(Task goal) Please restate the data word for word, leaving out no line.
++++++++
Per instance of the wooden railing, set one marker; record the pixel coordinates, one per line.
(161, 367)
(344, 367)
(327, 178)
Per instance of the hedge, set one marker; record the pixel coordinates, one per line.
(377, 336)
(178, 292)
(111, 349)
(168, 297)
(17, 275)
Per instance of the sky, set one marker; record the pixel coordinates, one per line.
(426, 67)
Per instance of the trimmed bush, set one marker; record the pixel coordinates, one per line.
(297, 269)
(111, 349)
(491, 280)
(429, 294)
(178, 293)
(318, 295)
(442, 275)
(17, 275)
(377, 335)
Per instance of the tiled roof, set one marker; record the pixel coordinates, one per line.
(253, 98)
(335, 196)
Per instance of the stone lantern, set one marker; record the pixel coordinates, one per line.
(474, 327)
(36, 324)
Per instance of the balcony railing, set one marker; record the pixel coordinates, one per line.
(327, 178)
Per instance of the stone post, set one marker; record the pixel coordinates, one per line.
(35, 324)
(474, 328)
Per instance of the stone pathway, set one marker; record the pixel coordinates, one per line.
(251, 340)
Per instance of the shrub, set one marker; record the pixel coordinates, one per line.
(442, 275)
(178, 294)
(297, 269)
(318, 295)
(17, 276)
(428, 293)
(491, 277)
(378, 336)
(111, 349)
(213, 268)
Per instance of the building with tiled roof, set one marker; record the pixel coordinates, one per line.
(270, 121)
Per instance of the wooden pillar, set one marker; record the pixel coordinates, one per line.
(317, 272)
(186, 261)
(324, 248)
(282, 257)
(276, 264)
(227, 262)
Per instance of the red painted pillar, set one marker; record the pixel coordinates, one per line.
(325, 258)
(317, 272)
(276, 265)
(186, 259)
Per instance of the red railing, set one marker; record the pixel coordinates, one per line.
++++++++
(Exercise answer)
Per instance of the wooden railing, set one marker; record the pixel coordinates, one per line.
(161, 367)
(344, 367)
(327, 178)
Per instance of the hedge, set one marker; record the pixel coordinates, one per line.
(377, 336)
(178, 292)
(111, 349)
(168, 297)
(17, 275)
Per instance of the sky, set one marker; record the pixel coordinates, one per line.
(426, 67)
Per instance of the trimmed bush, set one marker; record the pixel coordinates, one per line.
(297, 269)
(111, 349)
(491, 280)
(429, 294)
(178, 293)
(318, 295)
(442, 275)
(17, 275)
(377, 335)
Per instance of the tiled roof, set one marker; record the pixel coordinates, one per line.
(253, 98)
(335, 196)
Per instance of the stone lantern, set one marker; record the pixel coordinates, one per line.
(474, 327)
(36, 324)
Per instance of the balcony railing, set one marker; record the pixel coordinates, one per line.
(327, 178)
Per instance of the stone post, set one marker; record the pixel coordinates, one per line.
(35, 324)
(474, 328)
Per instance of the stone pathway, set one marker; record the pixel coordinates, one per line.
(251, 340)
Per instance of the shrub, set one marker; record the pixel coordinates, one per line.
(442, 275)
(178, 294)
(297, 269)
(318, 295)
(17, 276)
(428, 293)
(491, 277)
(378, 336)
(111, 349)
(213, 268)
Per instance of the building with tiled roof, set one marker; record the pixel coordinates, one per line.
(270, 121)
Per instance of the wooden pillar, set one marker; record the pixel coordinates, one per line.
(317, 272)
(186, 261)
(324, 248)
(282, 257)
(276, 264)
(227, 262)
Per instance of the red painted pillar, set one marker; record the pixel coordinates, one per line.
(325, 258)
(317, 272)
(276, 265)
(186, 259)
Per instance of the red railing, set one marker; record the pixel coordinates, one per line.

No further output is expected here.